GOALS>
- 1) According to the spam text below, how much were two spammers ordered to pay for illegally sending messages to MySpace users?
- 2) From the spam text below, reproduce the passage that begins with the words containing "The news is" and ends with "them to do so.".

TEXT>
|---|

Ellen Wallace
Ellen Wallace
 

The news is zooming around the Internet that two spammers have been ordered to pay $230 million for illegally sending messages to MySpace users. Spammers who do this just for the fun of the chaos it creates are a thing of the past: today’s hackers and spammers do it for money. And they make money for one reason, which is that people make it easy for them to do so.

Newyork_fire_escapes_2
Photo: we’re all too easily linked on the Internet.

TSR’s leading story about the huge award is coupled with some very sensible bits of advice (Fre). Here are some sources of guidelines in English: don’t be so foolish as to think you don’t need them! Do you belong to any social networks? Have you signed up online lately for prize drawings or seen your name on a group e-mail where there are names you don’t know, sent by a friend or colleague?

|---|

A series of records
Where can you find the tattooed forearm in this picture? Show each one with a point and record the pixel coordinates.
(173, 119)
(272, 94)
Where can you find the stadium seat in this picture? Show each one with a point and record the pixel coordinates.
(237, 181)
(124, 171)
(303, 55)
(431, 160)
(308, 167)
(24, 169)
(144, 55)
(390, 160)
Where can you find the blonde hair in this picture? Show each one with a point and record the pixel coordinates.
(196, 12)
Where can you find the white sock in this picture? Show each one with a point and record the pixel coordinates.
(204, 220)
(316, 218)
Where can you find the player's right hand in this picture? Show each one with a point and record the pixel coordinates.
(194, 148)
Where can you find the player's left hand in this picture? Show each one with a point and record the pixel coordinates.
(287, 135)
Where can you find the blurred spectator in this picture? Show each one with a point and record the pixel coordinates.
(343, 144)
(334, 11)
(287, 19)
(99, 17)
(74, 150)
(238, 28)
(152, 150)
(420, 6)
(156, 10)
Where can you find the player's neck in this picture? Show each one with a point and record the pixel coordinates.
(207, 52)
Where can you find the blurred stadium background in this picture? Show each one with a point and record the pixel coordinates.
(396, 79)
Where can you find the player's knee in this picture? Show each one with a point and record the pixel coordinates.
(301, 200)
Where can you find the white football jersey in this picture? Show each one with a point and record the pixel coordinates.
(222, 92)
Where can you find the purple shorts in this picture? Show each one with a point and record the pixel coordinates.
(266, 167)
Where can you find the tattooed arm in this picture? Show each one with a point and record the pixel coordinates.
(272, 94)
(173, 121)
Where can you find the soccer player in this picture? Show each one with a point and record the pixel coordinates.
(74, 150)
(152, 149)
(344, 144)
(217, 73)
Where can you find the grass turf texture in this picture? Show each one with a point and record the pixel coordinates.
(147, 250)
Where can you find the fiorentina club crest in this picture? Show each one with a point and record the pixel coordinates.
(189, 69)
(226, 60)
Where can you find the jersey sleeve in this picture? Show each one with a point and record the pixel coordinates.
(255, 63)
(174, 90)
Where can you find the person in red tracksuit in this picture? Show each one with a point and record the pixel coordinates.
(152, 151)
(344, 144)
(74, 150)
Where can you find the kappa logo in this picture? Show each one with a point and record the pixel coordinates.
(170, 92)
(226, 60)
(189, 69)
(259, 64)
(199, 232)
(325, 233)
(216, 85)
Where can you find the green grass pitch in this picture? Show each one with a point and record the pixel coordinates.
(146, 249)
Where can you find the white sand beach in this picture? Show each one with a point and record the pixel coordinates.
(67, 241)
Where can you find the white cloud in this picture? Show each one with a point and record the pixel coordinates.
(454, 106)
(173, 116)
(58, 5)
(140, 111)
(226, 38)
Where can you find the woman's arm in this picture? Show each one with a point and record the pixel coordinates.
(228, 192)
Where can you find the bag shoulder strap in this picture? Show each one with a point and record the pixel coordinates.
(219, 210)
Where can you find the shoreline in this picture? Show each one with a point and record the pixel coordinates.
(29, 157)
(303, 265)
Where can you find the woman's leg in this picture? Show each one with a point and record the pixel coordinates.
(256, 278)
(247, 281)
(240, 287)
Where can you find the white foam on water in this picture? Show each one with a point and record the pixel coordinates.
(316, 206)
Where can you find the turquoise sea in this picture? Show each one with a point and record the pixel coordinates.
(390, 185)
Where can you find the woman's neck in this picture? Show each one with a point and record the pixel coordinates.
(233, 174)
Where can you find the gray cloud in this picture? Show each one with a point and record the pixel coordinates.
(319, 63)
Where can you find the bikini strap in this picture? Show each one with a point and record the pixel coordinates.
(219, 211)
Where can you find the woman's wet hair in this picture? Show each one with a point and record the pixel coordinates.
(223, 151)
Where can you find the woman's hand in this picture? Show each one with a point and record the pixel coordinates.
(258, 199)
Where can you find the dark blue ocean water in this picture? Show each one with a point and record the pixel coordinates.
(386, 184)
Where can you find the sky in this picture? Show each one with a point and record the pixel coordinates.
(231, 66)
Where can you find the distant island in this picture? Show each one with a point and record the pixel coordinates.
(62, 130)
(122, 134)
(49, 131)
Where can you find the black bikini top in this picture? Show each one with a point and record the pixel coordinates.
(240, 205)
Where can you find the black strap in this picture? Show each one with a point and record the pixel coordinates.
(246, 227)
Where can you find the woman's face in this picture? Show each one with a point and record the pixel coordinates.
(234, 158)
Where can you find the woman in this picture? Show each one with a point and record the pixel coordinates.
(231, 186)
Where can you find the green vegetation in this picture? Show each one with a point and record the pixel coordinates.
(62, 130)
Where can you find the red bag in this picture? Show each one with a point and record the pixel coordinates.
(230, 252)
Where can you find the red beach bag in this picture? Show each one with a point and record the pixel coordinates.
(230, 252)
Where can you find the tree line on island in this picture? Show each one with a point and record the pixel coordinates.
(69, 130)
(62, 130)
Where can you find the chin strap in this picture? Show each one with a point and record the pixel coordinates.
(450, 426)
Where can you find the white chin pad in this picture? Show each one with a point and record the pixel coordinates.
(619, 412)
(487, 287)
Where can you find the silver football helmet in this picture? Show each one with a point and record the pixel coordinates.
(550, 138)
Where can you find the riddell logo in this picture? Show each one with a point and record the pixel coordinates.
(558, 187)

|---|

REPLIES>
- 1) $230 million.

- 2)
The news is zooming around the Internet that two spammers have been ordered to pay $230 million for illegally sending messages to MySpace users. Spammers who do this just for the fun of the chaos it creates are a thing of the past: today’s hackers and spammers do it for money. And they make money for one reason, which is that people make it easy for them to do so.